Quote the entire passage on argininosuccinate lyase deficiency below, word for word and without any changes.

_Document text:_
•••••

Argininosuccinate (ASA) lyase deficiency results in defective cleavage of ASA. This leads to an accumulation of ASA in cells and an excessive excretion of ASA in urine. In virtually all respects, this disorder shares the characteristics of other urea cycle defects.[1] The most important characteristic of ASA lyase deficiency is its propensity to cause hyperammonemia in affected individuals. See the image below.
The hepatic urea cycle is the major route for waste nitrogen disposal; nitrogen generation results chiefly from protein and amino acid metabolism. Low-level synthesis of certain cycle intermediates in extrahepatic tissues makes a small contribution to waste nitrogen disposal. A portion of the cycle is mitochondrial in nature; mitochondrial dysfunction may impair urea production and may result in hyperammonemia. Overall, the cycle’s activity is regulated by the rate of synthesis of N -acetylglutamate, the enzyme activator that initiates incorporation of ammonia into the cycle.

•••••

_Dataset items:_
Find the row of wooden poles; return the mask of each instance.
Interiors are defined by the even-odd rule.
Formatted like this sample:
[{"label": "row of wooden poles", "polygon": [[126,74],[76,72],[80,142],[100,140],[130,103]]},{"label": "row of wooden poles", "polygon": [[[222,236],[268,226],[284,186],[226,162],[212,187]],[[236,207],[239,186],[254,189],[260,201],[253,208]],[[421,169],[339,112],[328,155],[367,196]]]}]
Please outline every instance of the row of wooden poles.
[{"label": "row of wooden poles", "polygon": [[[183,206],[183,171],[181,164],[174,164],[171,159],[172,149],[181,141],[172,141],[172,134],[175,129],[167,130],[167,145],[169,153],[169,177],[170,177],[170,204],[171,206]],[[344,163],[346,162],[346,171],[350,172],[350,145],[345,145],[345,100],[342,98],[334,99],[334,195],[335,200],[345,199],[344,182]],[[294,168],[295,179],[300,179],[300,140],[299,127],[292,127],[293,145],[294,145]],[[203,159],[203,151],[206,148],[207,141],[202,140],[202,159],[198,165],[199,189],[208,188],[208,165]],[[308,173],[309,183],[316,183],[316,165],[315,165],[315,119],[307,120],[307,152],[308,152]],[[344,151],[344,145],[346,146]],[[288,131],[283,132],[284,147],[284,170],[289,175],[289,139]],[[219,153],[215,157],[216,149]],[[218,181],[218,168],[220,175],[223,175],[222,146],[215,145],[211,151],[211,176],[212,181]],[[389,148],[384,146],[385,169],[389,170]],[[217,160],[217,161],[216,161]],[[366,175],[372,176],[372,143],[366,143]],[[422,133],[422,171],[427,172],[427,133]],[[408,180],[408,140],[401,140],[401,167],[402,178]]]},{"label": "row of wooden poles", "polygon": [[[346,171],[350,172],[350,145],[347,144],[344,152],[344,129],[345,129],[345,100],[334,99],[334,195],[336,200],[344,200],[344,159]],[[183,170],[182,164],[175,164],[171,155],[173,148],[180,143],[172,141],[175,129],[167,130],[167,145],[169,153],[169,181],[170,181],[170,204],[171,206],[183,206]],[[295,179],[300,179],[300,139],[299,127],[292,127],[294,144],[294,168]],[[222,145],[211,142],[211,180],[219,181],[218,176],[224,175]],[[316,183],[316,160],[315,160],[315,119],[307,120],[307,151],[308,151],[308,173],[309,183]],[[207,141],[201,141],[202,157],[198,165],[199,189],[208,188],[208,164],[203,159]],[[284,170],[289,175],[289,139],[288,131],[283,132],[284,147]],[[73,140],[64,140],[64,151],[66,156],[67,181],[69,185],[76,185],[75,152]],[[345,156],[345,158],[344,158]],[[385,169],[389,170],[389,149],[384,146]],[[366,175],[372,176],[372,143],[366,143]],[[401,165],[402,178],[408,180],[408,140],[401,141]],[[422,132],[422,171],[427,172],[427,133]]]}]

•••••

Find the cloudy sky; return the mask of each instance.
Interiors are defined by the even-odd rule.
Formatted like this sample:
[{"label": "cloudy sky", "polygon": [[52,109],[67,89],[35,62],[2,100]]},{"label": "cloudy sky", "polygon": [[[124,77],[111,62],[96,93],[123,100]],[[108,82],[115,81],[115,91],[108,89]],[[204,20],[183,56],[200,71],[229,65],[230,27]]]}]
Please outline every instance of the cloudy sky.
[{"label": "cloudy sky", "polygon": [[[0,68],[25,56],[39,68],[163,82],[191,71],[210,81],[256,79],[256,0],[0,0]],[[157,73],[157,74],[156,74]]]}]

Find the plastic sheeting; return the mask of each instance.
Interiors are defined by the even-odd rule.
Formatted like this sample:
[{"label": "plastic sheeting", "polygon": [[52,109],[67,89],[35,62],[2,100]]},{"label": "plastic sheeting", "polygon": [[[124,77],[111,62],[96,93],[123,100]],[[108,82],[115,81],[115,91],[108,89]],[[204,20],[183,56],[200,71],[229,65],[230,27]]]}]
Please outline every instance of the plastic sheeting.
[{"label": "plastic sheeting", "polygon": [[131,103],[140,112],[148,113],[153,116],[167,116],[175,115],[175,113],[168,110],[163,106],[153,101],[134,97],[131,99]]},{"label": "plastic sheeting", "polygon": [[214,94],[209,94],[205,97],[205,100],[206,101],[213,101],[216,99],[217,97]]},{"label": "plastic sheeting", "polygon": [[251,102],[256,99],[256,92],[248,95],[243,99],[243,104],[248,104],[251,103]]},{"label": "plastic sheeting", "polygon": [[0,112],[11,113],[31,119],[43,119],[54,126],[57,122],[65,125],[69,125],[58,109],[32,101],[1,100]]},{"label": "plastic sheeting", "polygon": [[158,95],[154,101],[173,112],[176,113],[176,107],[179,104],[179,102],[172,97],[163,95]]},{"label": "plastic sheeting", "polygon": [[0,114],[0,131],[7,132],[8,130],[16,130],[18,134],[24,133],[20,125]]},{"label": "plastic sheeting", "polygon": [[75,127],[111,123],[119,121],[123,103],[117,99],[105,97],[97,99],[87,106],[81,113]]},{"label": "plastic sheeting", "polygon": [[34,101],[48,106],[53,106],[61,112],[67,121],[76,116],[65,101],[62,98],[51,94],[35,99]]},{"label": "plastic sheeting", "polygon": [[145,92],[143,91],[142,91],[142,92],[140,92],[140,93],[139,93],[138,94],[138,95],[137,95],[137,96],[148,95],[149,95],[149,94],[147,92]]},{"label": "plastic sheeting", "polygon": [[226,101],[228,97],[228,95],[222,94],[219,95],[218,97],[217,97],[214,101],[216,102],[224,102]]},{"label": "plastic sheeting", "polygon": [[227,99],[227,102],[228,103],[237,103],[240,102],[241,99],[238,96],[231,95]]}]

•••••

_Written response:_
Argininosuccinate (ASA) lyase deficiency results in defective cleavage of ASA. This leads to an accumulation of ASA in cells and an excessive excretion of ASA in urine. In virtually all respects, this disorder shares the characteristics of other urea cycle defects.[1] The most important characteristic of ASA lyase deficiency is its propensity to cause hyperammonemia in affected individuals. See the image below.
The hepatic urea cycle is the major route for waste nitrogen disposal; nitrogen generation results chiefly from protein and amino acid metabolism. Low-level synthesis of certain cycle intermediates in extrahepatic tissues makes a small contribution to waste nitrogen disposal. A portion of the cycle is mitochondrial in nature; mitochondrial dysfunction may impair urea production and may result in hyperammonemia. Overall, the cycle’s activity is regulated by the rate of synthesis of N -acetylglutamate, the enzyme activator that initiates incorporation of ammonia into the cycle.